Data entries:

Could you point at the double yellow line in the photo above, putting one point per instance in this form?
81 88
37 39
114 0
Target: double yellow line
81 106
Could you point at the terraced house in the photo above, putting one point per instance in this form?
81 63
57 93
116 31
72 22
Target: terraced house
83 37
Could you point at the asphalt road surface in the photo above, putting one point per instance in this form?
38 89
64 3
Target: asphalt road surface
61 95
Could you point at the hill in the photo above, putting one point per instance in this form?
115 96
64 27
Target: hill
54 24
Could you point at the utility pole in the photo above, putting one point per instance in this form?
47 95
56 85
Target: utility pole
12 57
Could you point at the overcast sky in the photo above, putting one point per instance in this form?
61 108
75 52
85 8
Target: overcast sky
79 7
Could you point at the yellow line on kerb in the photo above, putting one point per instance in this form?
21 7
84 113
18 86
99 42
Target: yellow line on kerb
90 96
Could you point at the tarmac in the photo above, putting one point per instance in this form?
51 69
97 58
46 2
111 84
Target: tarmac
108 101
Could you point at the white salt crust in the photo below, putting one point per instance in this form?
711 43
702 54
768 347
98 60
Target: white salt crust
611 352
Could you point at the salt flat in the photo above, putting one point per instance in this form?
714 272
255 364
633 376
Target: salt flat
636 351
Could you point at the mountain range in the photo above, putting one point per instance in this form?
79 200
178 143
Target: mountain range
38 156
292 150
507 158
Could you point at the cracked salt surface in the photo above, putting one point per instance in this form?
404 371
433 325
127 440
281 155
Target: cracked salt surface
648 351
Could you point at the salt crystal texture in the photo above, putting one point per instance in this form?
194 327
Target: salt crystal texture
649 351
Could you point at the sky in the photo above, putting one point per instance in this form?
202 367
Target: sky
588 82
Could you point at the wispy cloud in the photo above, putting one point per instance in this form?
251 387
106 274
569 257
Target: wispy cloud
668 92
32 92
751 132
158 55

● WHAT TO DO: Every record should be printed again exactly as it reads.

● TASK RESULT:
Could you point at the double yellow line in the photo above, putting one point per instance in this form?
81 88
37 39
114 0
Target: double yellow line
81 106
Could you point at the terraced house in the photo above, putting one point per instance in this form?
81 63
57 93
116 31
72 22
Target: terraced house
83 37
Could you point at the asphalt road surface in the photo above, putting one point per instance in this form?
38 89
64 3
Target: asphalt road surface
61 95
Could you point at the hill in the photo above, putting one point per instance in this form?
115 96
64 27
Target: hill
54 24
Could you point at the utility pole in the photo above, putting one point per instance in this form?
47 95
56 85
Target: utility pole
12 57
Could you point at the overcast sky in the photo above, putting one point per instance in this form?
61 108
75 52
85 8
Target: overcast sky
79 7
Could you point at the yellow line on kerb in the photo above, putting one point per instance in this form?
21 7
84 113
18 86
99 42
Target: yellow line on kerb
90 96
Could you point at the tarmac in the photo above, putting one point per instance in this form?
51 69
97 58
46 2
111 84
Target: tarmac
108 101
Could you point at the white salt crust in the photo below, putting one point per instance in this form?
711 43
702 54
768 347
98 60
Target: white salt crust
611 352
Could you point at the salt flat in the photo above, putting one point per instance in this form?
714 272
255 364
633 376
Target: salt flat
636 351
Could you point at the mountain range in the photo above, putting one point per instance in this form?
79 200
178 143
Target: mountain range
38 156
292 150
507 158
Could you point at the cracked salt surface in the photo above, putting one point per instance in this form?
404 371
433 325
127 440
281 155
Target: cracked salt surface
648 351
Could you point at the salt crystal texture in the photo above, putting one point per instance in this form?
194 327
Target: salt crystal texture
649 351
Could you point at the sky in the photo above, putting one point per instance in this form?
202 367
Target: sky
588 82
Could you point at the wispy cloud in the photo above, putting one point per instance in this form?
251 387
106 274
569 257
Target: wispy cloud
668 92
32 92
751 132
158 55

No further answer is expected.